◆ Exercise aim ◆
Transcribe the stretch of the article on Detroit school governance from "The Detroit Free" through "decision as financial.", word for word.

◆ Article ◆
# # # # #
UPDATED
A new state law and a court hearing will both affect who makes academic decisions in Detroit’s public schools. Control over the schools in Detroit is quite complicated: A state-run authority (similar to those in Tennessee and Louisiana) controls 15 schools; charter schools account for an increasing number of the district’s students; and, at stake here, the district has a state-appointed financial manager who used to be an emergency manager, and an elected school board that wants to be responsible for academic decisions.
The Detroit Free Press reports that a Wayne County Circuit Court judge has ordered the school board and emergency financial manager Roy Roberts to appear in court today in order to determine who has authority over academic decisions in the district. The board claims that emergency financial manager Roy Roberts has overstepped his bounds as financial manager by making academic decisions; Roberts has control over payroll and contract decisions, which effectively prevents the board from having much power.
Roberts succeeded Robert Bobb as the city’s emergency manager in May 2011, and his title and responsibilities only shifted to “emergency financial manager” in August because the state’s previous emergency manager bill was suspended and then repealed. According to the Detroit News, a judge said that as emergency financial manager, Roberts must justify every decision as financial.
# # # # #
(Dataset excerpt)
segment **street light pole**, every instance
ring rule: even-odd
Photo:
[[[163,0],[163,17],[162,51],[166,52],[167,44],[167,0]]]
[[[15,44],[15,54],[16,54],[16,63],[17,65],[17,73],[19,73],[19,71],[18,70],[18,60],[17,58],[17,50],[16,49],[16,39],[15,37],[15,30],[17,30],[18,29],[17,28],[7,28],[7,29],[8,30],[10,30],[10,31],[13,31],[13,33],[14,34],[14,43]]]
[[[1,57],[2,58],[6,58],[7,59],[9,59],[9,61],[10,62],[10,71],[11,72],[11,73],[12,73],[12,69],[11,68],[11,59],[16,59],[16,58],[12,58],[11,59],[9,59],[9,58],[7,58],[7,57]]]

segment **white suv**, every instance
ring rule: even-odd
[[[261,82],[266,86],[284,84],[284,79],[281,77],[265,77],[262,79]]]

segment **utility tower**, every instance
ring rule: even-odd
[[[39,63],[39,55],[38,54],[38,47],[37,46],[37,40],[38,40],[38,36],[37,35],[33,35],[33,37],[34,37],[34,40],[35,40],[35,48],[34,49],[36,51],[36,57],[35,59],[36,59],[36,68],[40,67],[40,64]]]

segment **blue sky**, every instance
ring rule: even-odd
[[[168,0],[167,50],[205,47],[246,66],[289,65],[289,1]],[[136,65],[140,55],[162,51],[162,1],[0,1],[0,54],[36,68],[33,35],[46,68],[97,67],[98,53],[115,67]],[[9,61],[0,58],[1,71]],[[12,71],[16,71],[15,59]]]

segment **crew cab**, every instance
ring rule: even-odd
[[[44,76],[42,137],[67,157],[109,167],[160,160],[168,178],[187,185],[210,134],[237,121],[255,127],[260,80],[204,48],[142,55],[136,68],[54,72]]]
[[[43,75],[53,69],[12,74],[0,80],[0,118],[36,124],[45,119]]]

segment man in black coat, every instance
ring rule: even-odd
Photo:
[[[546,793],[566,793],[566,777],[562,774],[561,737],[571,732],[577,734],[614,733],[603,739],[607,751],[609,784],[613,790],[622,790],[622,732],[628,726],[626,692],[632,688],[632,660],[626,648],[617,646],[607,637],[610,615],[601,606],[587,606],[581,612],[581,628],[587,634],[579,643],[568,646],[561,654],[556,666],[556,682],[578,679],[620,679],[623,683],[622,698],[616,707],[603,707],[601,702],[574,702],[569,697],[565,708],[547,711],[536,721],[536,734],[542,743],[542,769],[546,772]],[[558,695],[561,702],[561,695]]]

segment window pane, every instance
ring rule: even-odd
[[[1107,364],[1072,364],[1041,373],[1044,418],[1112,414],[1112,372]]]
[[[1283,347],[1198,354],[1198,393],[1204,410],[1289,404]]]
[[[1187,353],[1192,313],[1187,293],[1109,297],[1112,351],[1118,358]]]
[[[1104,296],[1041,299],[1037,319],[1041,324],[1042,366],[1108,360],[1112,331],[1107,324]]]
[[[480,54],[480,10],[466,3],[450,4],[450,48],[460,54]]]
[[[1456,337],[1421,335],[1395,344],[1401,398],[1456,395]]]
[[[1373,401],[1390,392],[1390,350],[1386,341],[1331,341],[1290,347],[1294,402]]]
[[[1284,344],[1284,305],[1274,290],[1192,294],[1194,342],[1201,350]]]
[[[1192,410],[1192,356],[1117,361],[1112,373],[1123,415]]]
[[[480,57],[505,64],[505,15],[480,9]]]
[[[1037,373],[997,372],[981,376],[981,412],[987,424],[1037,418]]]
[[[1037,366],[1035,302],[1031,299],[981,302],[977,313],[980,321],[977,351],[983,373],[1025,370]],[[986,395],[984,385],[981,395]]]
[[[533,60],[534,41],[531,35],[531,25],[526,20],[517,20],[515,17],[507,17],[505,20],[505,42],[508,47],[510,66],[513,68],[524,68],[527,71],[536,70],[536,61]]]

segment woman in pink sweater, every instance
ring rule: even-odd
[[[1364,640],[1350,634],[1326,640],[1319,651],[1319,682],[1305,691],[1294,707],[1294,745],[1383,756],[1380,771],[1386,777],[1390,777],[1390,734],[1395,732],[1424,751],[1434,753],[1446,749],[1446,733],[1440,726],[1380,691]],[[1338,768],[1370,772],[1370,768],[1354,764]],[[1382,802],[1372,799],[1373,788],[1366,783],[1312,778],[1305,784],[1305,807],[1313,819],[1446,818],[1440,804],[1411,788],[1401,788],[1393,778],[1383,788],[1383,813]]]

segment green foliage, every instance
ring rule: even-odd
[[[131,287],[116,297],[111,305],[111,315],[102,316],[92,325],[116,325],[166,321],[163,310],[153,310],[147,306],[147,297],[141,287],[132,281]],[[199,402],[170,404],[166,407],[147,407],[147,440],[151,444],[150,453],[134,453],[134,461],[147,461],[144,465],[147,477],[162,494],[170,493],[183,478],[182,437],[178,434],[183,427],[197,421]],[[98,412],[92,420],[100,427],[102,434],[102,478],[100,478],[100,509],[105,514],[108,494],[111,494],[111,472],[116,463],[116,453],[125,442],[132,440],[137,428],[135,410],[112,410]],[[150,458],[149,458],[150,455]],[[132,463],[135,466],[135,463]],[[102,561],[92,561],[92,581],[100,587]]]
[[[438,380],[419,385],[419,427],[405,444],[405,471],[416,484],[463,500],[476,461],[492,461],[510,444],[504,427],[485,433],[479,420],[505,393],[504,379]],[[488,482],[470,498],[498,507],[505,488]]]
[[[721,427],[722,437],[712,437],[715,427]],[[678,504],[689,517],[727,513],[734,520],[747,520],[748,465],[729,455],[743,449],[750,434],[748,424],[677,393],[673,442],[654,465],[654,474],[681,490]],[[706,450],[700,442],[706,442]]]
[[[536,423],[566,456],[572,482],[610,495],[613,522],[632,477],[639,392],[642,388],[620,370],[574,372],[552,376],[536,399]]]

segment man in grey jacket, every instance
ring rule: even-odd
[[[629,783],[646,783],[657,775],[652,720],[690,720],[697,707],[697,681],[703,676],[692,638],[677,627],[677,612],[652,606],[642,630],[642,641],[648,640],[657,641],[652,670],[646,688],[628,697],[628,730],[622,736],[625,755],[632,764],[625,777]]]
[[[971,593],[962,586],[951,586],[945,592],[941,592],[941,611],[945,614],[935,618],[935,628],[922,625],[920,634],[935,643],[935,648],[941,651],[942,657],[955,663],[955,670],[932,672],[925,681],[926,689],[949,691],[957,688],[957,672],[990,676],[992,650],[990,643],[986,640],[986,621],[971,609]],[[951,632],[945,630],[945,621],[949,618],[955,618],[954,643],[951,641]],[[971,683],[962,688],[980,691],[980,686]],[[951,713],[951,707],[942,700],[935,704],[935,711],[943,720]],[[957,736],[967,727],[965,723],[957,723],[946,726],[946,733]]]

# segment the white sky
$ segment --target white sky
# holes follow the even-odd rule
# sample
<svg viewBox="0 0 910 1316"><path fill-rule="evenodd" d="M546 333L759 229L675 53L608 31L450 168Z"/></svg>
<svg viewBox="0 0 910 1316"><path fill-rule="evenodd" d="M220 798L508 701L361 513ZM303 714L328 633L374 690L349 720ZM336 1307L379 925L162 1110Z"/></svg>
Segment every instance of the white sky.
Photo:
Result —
# # # # #
◆ Expected answer ◆
The Detroit Free Press reports that a Wayne County Circuit Court judge has ordered the school board and emergency financial manager Roy Roberts to appear in court today in order to determine who has authority over academic decisions in the district. The board claims that emergency financial manager Roy Roberts has overstepped his bounds as financial manager by making academic decisions; Roberts has control over payroll and contract decisions, which effectively prevents the board from having much power.
Roberts succeeded Robert Bobb as the city’s emergency manager in May 2011, and his title and responsibilities only shifted to “emergency financial manager” in August because the state’s previous emergency manager bill was suspended and then repealed. According to the Detroit News, a judge said that as emergency financial manager, Roberts must justify every decision as financial.